Nos convocó un grupo cristiano. Acudimos al llamado con un nudo en la garganta, conscientes de que, por más comida o bebidas que lleváramos, la reparación de la tragedia tras la explosión de una pipa de gas estaba completamente fuera de nuestras manos. Sabíamos que aquellos sándwiches, gelatinas y vasos de café no sanarían la incertidumbre de los familiares que aguardaban, entre la desolación, un parte médico cargado de esperanza.

La sorpresa, al llegar, fue encontrarnos con mares de gente que entraban y salían con platos de comida, cajas de tortas, charolas de atole y café. Había mesas que ofrecían chilaquiles de manera gratuita a todo aquel que lo necesitara; jóvenes en moto y taxistas brindaban traslados sin cobrar un peso. El primer hospital que visitamos, en la comunidad de Los Reyes —rumbo a Puebla por la salida de Zaragoza— nos situó muy cerca de donde ocurrió la explosión. El aire todavía olía a quemado. Las paredes, letreros y los muros de concreto que sostienen el Puente de la Concordia estaban cubiertos de manchas negras.

§ REGISTROS MOSTRADOS:
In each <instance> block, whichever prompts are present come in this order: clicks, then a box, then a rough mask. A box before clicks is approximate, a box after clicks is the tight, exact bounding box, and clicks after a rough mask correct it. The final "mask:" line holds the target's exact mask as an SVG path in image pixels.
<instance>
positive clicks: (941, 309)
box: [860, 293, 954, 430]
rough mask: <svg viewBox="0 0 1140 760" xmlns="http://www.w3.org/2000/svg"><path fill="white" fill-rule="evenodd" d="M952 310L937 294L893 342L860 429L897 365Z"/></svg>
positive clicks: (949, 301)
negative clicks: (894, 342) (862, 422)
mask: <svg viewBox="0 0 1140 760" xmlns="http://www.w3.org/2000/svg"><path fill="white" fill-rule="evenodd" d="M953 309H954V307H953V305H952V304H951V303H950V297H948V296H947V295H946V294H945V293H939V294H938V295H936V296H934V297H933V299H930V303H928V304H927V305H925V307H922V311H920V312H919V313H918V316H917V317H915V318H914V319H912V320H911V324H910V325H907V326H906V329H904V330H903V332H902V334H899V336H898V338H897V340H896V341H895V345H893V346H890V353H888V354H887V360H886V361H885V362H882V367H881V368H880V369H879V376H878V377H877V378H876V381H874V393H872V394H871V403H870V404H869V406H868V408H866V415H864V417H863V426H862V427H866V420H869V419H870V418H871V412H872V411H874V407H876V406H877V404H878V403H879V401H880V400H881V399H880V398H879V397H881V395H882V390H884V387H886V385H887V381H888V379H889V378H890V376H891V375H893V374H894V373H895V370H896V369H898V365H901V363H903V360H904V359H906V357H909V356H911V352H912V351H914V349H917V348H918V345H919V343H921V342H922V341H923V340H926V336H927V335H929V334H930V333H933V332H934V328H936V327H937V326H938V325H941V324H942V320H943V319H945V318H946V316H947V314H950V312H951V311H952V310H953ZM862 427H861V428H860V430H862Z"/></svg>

§ INSTRUCCIÓN A: Según el fragmento, ¿en qué comunidad estaba el primer hospital que visitaron?
§ INSTRUCCIÓN B: Reescribe, por favor, el tramo del fragmento desde "Nos convocó un" hasta "cargado de esperanza.", poniendo "pipa de combustible" en lugar de "pipa de gas".

§ RESULTADO A: En la comunidad de Los Reyes.

§ RESULTADO B:
Nos convocó un grupo cristiano. Acudimos al llamado con un nudo en la garganta, conscientes de que, por más comida o bebidas que lleváramos, la reparación de la tragedia tras la explosión de una pipa de combustible estaba completamente fuera de nuestras manos. Sabíamos que aquellos sándwiches, gelatinas y vasos de café no sanarían la incertidumbre de los familiares que aguardaban, entre la desolación, un parte médico cargado de esperanza.